(Some records)
==*==

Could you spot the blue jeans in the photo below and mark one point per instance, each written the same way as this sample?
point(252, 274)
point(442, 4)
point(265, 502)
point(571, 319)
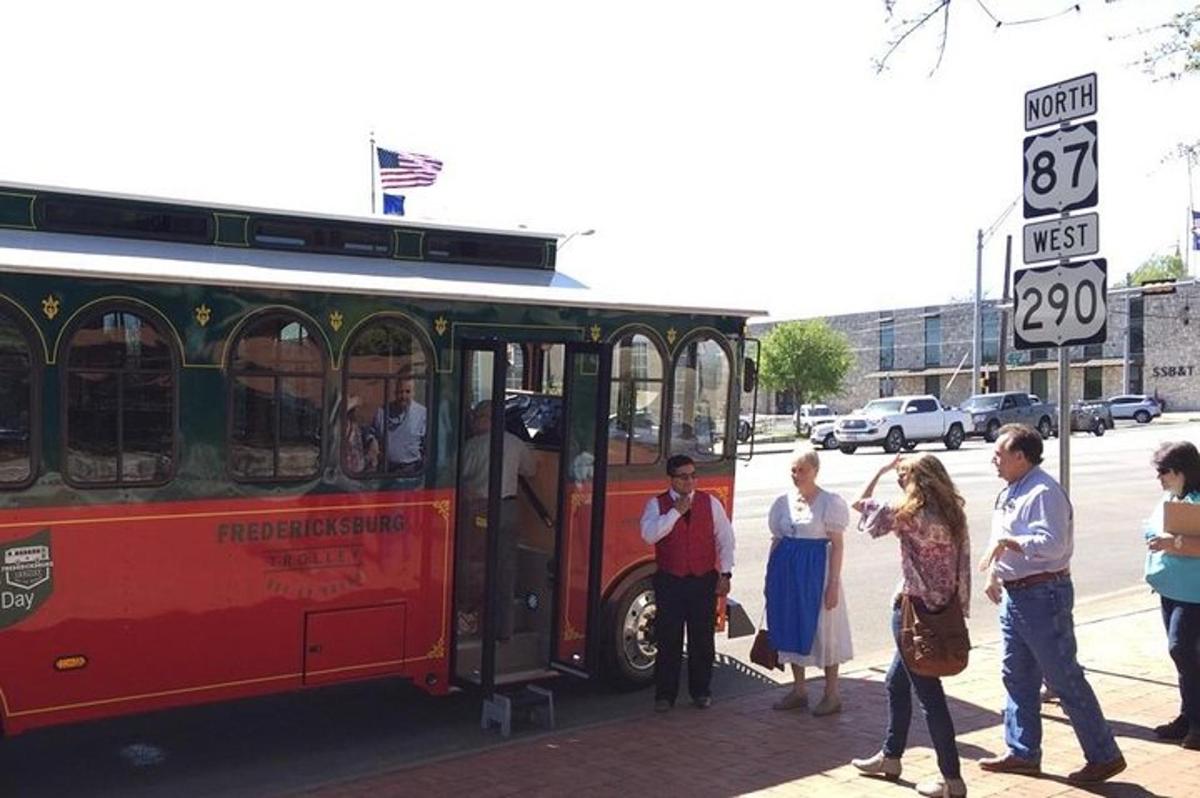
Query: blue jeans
point(1182, 622)
point(1038, 630)
point(901, 684)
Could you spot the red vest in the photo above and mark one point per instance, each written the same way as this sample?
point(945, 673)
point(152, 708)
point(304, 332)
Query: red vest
point(690, 547)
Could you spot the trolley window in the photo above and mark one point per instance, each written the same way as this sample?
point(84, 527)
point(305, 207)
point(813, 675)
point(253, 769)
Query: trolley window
point(635, 425)
point(387, 401)
point(16, 405)
point(277, 375)
point(120, 402)
point(700, 400)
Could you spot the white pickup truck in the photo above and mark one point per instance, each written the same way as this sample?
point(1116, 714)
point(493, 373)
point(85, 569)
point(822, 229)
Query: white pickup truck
point(901, 423)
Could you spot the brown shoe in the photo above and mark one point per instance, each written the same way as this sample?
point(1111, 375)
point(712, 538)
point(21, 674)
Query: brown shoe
point(1009, 762)
point(1098, 772)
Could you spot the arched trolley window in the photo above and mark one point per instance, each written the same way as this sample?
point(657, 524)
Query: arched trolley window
point(700, 400)
point(17, 408)
point(121, 401)
point(277, 396)
point(635, 402)
point(385, 423)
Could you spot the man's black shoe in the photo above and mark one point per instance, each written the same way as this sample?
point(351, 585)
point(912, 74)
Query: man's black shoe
point(1174, 731)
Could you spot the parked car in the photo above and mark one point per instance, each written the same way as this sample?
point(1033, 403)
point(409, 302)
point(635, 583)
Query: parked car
point(823, 435)
point(1139, 407)
point(810, 414)
point(990, 412)
point(901, 423)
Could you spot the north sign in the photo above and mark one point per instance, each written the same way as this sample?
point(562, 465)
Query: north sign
point(1060, 306)
point(1061, 102)
point(1062, 171)
point(1061, 239)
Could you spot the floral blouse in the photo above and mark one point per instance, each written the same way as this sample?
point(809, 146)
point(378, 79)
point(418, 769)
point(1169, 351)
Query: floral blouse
point(933, 565)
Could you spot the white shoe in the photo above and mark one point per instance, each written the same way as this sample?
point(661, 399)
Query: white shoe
point(879, 766)
point(942, 787)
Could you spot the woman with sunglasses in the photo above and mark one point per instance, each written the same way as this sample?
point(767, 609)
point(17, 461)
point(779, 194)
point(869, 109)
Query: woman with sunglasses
point(935, 558)
point(805, 605)
point(1173, 569)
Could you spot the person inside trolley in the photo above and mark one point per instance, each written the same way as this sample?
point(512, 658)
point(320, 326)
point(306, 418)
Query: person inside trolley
point(399, 429)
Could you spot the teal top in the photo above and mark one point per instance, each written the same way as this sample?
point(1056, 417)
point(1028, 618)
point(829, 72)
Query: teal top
point(1171, 575)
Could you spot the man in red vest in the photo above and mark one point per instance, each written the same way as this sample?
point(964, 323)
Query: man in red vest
point(694, 549)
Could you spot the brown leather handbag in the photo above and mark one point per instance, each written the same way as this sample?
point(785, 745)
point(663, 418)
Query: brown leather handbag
point(763, 653)
point(934, 643)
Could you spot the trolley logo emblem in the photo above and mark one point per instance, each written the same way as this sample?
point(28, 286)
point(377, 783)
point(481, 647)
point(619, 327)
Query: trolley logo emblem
point(27, 577)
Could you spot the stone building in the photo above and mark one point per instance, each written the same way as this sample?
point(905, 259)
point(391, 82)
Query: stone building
point(1152, 347)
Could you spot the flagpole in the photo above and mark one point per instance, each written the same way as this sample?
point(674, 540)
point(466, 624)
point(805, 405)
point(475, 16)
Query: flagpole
point(371, 157)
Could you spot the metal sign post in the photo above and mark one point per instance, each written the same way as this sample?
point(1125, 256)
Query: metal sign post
point(1061, 305)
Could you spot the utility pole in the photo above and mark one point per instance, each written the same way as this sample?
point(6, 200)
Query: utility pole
point(976, 348)
point(1001, 367)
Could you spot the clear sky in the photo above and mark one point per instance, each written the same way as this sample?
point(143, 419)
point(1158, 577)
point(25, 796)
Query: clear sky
point(735, 154)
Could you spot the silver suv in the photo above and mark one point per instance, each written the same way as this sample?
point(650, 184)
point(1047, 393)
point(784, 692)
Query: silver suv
point(1139, 407)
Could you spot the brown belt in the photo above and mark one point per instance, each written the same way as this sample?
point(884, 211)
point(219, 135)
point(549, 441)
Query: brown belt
point(1037, 579)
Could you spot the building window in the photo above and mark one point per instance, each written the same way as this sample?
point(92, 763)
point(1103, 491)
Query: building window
point(700, 400)
point(121, 402)
point(277, 389)
point(1039, 383)
point(1137, 329)
point(933, 341)
point(16, 406)
point(387, 400)
point(887, 345)
point(635, 403)
point(990, 335)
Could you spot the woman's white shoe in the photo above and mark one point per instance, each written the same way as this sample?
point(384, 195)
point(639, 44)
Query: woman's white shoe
point(942, 787)
point(879, 766)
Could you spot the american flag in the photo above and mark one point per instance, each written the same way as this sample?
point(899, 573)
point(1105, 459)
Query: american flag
point(407, 169)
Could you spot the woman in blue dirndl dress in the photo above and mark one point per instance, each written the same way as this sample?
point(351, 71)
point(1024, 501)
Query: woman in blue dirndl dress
point(807, 615)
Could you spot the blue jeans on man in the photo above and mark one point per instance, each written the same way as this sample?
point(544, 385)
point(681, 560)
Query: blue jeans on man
point(900, 685)
point(1038, 630)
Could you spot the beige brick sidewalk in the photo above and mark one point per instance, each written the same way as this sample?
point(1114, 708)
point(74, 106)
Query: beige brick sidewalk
point(741, 747)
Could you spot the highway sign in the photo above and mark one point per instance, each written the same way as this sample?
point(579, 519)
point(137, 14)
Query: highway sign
point(1061, 306)
point(1062, 171)
point(1060, 239)
point(1060, 102)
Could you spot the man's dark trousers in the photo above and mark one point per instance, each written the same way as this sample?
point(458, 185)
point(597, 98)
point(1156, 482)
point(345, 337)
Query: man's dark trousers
point(691, 601)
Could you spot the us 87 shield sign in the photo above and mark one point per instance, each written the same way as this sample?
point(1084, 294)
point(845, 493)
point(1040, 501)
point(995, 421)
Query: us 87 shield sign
point(1061, 306)
point(1062, 171)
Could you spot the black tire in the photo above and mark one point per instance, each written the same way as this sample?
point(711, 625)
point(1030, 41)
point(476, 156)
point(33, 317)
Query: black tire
point(953, 438)
point(629, 647)
point(1044, 427)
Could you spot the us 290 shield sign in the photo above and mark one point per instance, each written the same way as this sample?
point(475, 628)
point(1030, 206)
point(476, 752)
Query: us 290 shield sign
point(1061, 306)
point(1062, 171)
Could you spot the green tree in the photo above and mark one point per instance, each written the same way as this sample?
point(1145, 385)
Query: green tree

==*==

### Given problem
Print every one of the records above word for word, leaving out the pictures.

### Reply to the task
Could you spot the blue jeans in the photo below and mark one point per instance, each written the same way as this sample?
point(252, 274)
point(442, 4)
point(265, 502)
point(571, 319)
Query: blue jeans
point(1182, 622)
point(1038, 630)
point(901, 684)
Could you spot the red vest in the photo above and mark one point per instance, each written the same way as this sample?
point(945, 673)
point(152, 708)
point(304, 332)
Query: red vest
point(690, 547)
Could you spot the trolley window in the photo above and mark one point per instance, each written the same way as this sample?
point(84, 527)
point(305, 207)
point(813, 675)
point(253, 769)
Query: trolley window
point(635, 425)
point(387, 401)
point(16, 405)
point(277, 375)
point(120, 402)
point(700, 400)
Could you spot the white pickup truck in the photo above and mark one point per instance, each written the same way as this sample?
point(1116, 714)
point(493, 373)
point(85, 569)
point(822, 229)
Query: white pickup truck
point(901, 423)
Could you spot the brown shoe in the photo above and mark one point per instance, each written the same way as this sample?
point(1111, 375)
point(712, 538)
point(21, 674)
Query: brown shoe
point(1009, 762)
point(1098, 772)
Could you spot the arched trolley window in the photo above and mark one point per instance, each written the same way as this sample?
point(657, 524)
Query: arched trolley window
point(700, 400)
point(17, 408)
point(121, 401)
point(277, 396)
point(635, 402)
point(385, 423)
Could you spot the man's black shoe in the photo above and mark one point per instance, each written the same way as this sample?
point(351, 585)
point(912, 74)
Query: man's black shoe
point(1174, 731)
Could you spot the parked car in the photo above and mark one point per instance, each written the same way as this sample?
point(1033, 403)
point(409, 302)
point(635, 583)
Query: parked car
point(823, 435)
point(1139, 407)
point(810, 414)
point(990, 412)
point(901, 423)
Could you spot the north sign in the photo above and mark one point per instance, each written the same way as this sample?
point(562, 465)
Query: north sign
point(1060, 306)
point(1061, 102)
point(1062, 171)
point(1061, 239)
Could you spot the floral blouse in the photo above and mark one point per instance, each written the same way as this sample?
point(809, 146)
point(378, 79)
point(418, 769)
point(1169, 351)
Query: floral blouse
point(933, 565)
Could you spot the white shoe in the photo above and mark one point per instance, each written the same way as this sample?
point(661, 399)
Query: white shoe
point(879, 766)
point(942, 787)
Could you spot the woman with sunglasses in the photo above and mark one point per instance, each written the same way as this sample?
point(767, 609)
point(17, 461)
point(779, 194)
point(869, 109)
Query: woman with sunglasses
point(935, 558)
point(805, 605)
point(1173, 569)
Could you spot the person inside trolley in the photo above and mark one point per instance, each written the same way as this sample?
point(512, 658)
point(320, 326)
point(306, 418)
Query: person inside trolley
point(399, 429)
Could you spot the teal top in the photo above and mark one point per instance, each written the same way as this sample?
point(1056, 417)
point(1028, 618)
point(829, 72)
Query: teal top
point(1171, 575)
Could you spot the man in red vest in the photo above and mark one point per instance, each written the same way as this sample?
point(964, 323)
Query: man in red vest
point(694, 549)
Could you spot the brown leather handbag in the photo above and mark one point per instance, each written the same way as this sample?
point(785, 745)
point(663, 418)
Query: brown leather handbag
point(763, 653)
point(934, 643)
Could you spot the trolley logo emblem in the photo above and mark one point per instance, each written the same way as this sample?
point(28, 286)
point(377, 783)
point(481, 647)
point(619, 327)
Query: trolley logo emblem
point(27, 577)
Could you spot the stone building in the photo above and mark one point per instance, each written the same way as this sample?
point(905, 259)
point(391, 82)
Query: stone building
point(1152, 347)
Could you spot the flagpole in the photo above and mark one point per instance, each written the same way as this sample?
point(674, 540)
point(466, 624)
point(805, 405)
point(475, 16)
Query: flagpole
point(371, 157)
Could you spot the metal sign post in the photo above and mark one point per instance, each written the same way as this sample?
point(1125, 256)
Query: metal sign post
point(1061, 305)
Could you spot the utility pole in the photo above and mark one point per instance, each written the same way as this sample?
point(6, 200)
Query: utility pole
point(976, 348)
point(1001, 367)
Could you spot the clear sky in the photo above and mark one point per instance, each written the same way as this sample?
point(143, 419)
point(1158, 577)
point(25, 796)
Query: clear sky
point(735, 154)
Could you spot the silver suv in the photo above and mark one point per instance, each written the same way as this sample?
point(650, 184)
point(1047, 393)
point(784, 692)
Query: silver suv
point(1139, 407)
Could you spot the brown belt in the photo above and mark one point per instance, each written the same way as this sample?
point(884, 211)
point(219, 135)
point(549, 441)
Query: brown belt
point(1037, 579)
Could you spot the building window in the photo above and mark one point per instance, each written the same way as this sample?
point(92, 763)
point(1103, 491)
Query: building window
point(700, 400)
point(121, 402)
point(277, 389)
point(1039, 383)
point(1137, 329)
point(933, 341)
point(16, 406)
point(387, 400)
point(887, 345)
point(635, 403)
point(990, 335)
Could you spot the woman's white shoe in the photo above and mark one point per instance, each written the same way as this sample?
point(384, 195)
point(639, 44)
Query: woman's white shoe
point(942, 787)
point(879, 766)
Could you spot the american flag in the photo above and mark one point per instance, each written the same way as this sample?
point(899, 573)
point(1105, 459)
Query: american flag
point(407, 169)
Could you spot the woman in blue dirndl dress in the photo above and mark one point per instance, each written the same way as this sample?
point(351, 71)
point(1024, 501)
Query: woman in blue dirndl dress
point(807, 615)
Could you spot the blue jeans on man in the photo above and mark one point per instance, each written the same way as this sample?
point(544, 385)
point(681, 560)
Query: blue jeans on man
point(900, 685)
point(1038, 630)
Could you spot the beige brick sidewalk in the photo above and mark one point per instance, each written the same way as this sample?
point(1114, 708)
point(74, 106)
Query: beige brick sidewalk
point(741, 747)
Could you spot the highway sign in the photo above and mark one point per instance, each written the same way as this sample?
point(579, 519)
point(137, 14)
Query: highway sign
point(1061, 306)
point(1062, 171)
point(1060, 239)
point(1060, 102)
Could you spot the man's dark trousers in the photo above and mark one point per instance, each written the same way as this sample?
point(458, 185)
point(597, 98)
point(1156, 482)
point(345, 337)
Query: man's dark trousers
point(691, 601)
Could you spot the us 87 shield sign in the photo above and mark one point per instance, each written the same way as this sample?
point(1084, 294)
point(845, 493)
point(1040, 501)
point(995, 421)
Query: us 87 shield sign
point(1061, 306)
point(1062, 171)
Could you spot the black tire in the photo above and mark one point per instance, each written the same way as this sample?
point(711, 625)
point(1030, 41)
point(476, 156)
point(33, 317)
Query: black tire
point(953, 438)
point(629, 647)
point(1044, 427)
Could you spot the us 290 shield sign in the photo above and mark one point per instance, each written the same way as this sample?
point(475, 628)
point(1030, 206)
point(476, 752)
Query: us 290 shield sign
point(1061, 306)
point(1062, 171)
Could you spot the green tree in the photo above and mark one point per instance, each written the same way as this sample?
point(1145, 385)
Query: green tree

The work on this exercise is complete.